# DATA SUPPLIED:
──────────────────────────────
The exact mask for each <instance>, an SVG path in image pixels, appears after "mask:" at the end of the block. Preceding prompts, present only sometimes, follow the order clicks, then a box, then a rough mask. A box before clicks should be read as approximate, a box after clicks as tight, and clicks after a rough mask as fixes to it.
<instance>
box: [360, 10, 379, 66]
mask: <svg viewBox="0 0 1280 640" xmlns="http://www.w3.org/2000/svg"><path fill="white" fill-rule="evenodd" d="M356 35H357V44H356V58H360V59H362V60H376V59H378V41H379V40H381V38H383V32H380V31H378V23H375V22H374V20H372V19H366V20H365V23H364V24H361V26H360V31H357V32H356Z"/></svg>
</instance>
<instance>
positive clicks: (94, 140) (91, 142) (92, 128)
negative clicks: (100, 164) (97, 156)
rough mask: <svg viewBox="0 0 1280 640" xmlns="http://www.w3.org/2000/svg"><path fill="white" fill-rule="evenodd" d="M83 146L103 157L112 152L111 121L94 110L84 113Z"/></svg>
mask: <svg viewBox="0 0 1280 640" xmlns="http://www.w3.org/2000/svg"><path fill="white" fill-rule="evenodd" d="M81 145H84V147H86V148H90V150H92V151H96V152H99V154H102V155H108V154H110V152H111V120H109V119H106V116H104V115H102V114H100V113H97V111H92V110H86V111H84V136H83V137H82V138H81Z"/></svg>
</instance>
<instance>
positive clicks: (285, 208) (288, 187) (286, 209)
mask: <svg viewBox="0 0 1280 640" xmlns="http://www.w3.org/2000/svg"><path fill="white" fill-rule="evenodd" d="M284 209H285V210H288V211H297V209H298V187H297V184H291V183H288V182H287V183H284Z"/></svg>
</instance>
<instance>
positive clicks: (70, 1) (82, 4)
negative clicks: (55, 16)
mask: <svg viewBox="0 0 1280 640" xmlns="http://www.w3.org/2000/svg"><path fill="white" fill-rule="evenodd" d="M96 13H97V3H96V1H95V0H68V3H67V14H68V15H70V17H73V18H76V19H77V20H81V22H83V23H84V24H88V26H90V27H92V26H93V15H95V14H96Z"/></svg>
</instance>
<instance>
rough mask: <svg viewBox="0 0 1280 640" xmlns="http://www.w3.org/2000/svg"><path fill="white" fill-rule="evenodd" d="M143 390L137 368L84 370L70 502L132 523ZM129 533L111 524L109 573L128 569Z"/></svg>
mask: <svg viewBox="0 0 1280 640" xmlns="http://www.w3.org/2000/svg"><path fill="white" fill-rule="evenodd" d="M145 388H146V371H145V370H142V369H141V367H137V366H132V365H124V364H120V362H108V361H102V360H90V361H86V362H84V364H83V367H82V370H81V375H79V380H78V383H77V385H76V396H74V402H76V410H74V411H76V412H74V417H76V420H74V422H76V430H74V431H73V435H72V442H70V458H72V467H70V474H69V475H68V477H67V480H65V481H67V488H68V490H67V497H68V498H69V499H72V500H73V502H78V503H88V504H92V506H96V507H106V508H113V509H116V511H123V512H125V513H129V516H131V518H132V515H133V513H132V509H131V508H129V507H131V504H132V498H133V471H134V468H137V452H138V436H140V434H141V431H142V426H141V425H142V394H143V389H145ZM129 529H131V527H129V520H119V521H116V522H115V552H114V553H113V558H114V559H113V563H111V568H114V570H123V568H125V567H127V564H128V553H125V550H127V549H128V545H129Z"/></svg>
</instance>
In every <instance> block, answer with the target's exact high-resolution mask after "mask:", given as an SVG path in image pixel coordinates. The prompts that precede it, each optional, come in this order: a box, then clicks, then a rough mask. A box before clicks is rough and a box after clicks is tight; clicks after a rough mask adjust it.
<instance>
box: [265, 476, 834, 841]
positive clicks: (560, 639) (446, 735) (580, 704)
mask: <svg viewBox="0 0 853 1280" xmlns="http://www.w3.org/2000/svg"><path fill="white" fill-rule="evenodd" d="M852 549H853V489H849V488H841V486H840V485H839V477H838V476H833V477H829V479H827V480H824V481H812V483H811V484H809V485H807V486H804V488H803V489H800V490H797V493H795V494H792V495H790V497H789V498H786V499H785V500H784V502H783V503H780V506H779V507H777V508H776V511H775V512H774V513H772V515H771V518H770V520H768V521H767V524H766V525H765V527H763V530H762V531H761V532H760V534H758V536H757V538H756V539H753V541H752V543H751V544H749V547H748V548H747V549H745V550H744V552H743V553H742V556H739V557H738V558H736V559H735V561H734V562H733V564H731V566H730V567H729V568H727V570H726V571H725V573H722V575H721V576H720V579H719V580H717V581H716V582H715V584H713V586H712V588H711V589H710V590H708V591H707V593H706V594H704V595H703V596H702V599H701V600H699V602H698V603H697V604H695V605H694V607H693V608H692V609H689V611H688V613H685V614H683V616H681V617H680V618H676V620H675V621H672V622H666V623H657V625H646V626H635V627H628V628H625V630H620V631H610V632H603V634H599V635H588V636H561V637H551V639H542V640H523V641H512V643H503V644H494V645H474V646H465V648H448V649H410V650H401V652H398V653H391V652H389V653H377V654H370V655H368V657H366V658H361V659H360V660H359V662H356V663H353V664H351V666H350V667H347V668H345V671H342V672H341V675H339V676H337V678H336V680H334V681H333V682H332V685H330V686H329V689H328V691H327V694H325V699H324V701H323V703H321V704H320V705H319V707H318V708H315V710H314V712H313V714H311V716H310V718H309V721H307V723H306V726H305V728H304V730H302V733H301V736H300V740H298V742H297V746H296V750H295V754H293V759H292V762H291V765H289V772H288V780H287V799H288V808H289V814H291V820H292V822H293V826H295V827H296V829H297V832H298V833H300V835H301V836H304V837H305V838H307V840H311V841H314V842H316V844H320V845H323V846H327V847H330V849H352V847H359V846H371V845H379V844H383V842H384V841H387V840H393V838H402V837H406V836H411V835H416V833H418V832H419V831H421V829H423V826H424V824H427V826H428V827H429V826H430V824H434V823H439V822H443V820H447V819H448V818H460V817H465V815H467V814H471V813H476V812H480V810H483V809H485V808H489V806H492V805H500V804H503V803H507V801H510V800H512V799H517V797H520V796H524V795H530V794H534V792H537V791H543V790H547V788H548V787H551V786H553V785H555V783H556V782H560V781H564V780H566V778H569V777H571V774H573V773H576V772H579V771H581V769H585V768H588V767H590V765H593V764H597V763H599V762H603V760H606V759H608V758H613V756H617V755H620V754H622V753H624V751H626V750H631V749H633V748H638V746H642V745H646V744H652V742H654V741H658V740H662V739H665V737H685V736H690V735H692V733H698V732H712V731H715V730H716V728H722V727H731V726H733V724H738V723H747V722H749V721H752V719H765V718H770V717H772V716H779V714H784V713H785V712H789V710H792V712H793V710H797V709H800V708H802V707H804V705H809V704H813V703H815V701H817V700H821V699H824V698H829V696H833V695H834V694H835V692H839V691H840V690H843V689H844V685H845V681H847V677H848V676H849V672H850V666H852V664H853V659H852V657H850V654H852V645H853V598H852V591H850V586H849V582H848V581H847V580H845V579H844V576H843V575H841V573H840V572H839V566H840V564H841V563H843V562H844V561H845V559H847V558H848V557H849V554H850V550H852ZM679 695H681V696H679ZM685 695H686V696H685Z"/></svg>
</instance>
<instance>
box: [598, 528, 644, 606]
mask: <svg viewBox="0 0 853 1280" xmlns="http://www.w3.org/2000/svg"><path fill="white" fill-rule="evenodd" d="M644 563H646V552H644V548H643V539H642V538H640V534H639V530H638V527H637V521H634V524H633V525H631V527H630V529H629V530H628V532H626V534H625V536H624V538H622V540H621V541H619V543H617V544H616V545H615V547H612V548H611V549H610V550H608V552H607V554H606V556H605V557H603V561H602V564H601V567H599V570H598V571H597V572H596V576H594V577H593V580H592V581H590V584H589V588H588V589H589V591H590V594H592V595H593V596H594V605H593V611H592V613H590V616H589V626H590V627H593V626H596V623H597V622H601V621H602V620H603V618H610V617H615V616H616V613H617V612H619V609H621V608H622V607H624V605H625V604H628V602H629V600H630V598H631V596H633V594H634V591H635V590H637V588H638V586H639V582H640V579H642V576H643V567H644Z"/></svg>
──────────────────────────────
# TASK OBJECTIVE:
Please list every line of the records that contains "order".

# SOLVED PROBLEM:
The exact mask for each <instance>, an SVG path in image pixels, appears after "mask:" at the end of the block. Preceding prompts, present only sometimes, follow the order clicks, then a box, then a rough mask. A box before clicks should be read as approximate, a box after clicks as tight, and clicks after a rough mask as fixes to it.
In every <instance> block, answer with the target's exact high-resolution mask after "mask:", given as an SVG path in image pixel coordinates. The prompts that precede it, each optional, come in this order: a box, then clicks, then a rough mask. A box before clicks is rough and a box after clicks is tight; clicks after a rough mask adjust it.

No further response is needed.